** Opening Selected passage block **

# can a mystery snail go back in my male bettas tank?



## bettaboy123 (Jun 13, 2014)

hi I was wondering if my new dwarf mystery snail can go back in with my male betta fish. I have a 3 gallon non heated tank with air pump and my betta showed a little bit of aggression towrd my dwarf mystery snail he attacked my snail twice and then he left him alone for a while until I took my snail outand put him in a 1 gallon non heated non filtered with no air pump so eventually can my betta get used to my snail????


----------



## RussellTheShihTzu (Mar 19, 2013)

If you want to do right by both your Betta and the snail

1. Your Betta needs to be 100% healthy and not "better;" adding the snail back too soon could stress your enough to cause him to get sick again;
2. Your tank needs more cover for the snail; rehome if your Betta continues to be aggressive;
2. You need to Ammonia test frequently because of the high amount of waste these snails produce;
3. With the added waste you'll need two 50% water changes (there's less than 2.5 gallons in a 3-gallon tank by the time you factor in substrate and equipment);
4. A friend who's raised Mystery Snails for years has never heard of a "Dwarf" Mystery Snail; maybe someone sold you a baby and called it a "Dwarf?"


----------



## bettaboy123 (Jun 13, 2014)

yea he is 100% healthy


----------



## bettaboy123 (Jun 13, 2014)

anyone else


----------



## jaysee (Dec 9, 2009)

RussellTheShihTzu said:


> If you want to do right by both your Betta and the snail
> 
> 
> 
> ...


Agreed.


----------



## bettaboy123 (Jun 13, 2014)

** Closing Selected passage block **

__What to do__:
• 1. In the snail thread, what kind of tank does bettaboy123 keep the betta in?
• 2. Rewrite the paragraph of the snail thread that begins "hi I was wondering" as a short list that keeps its main facts.
• 3. Please give the part of the snail thread starting at "# can a mystery" and ending at "to my snail????" again, substituting "bubbler" for "air pump".

** Opening Records provided block **

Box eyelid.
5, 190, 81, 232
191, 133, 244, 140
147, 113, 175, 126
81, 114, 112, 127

** Closing Records provided block **

__Task-by-task answers__:
• 1. A 3-gallon non-heated tank with an air pump.

• 2.
- The poster wants to know if a new dwarf mystery snail can go back in with a male betta.
- The betta's tank is 3 gallons, non-heated, with an air pump.
- The betta attacked the snail twice, then left it alone for a while.
- The snail was moved to a 1-gallon tank that is non-heated, non-filtered and has no air pump.
- The poster asks whether the betta can eventually get used to the snail.

• 3.
# can a mystery snail go back in my male bettas tank?



## bettaboy123 (Jun 13, 2014)

hi I was wondering if my new dwarf mystery snail can go back in with my male betta fish. I have a 3 gallon non heated tank with bubbler and my betta showed a little bit of aggression towrd my dwarf mystery snail he attacked my snail twice and then he left him alone for a while until I took my snail outand put him in a 1 gallon non heated non filtered with no bubbler so eventually can my betta get used to my snail????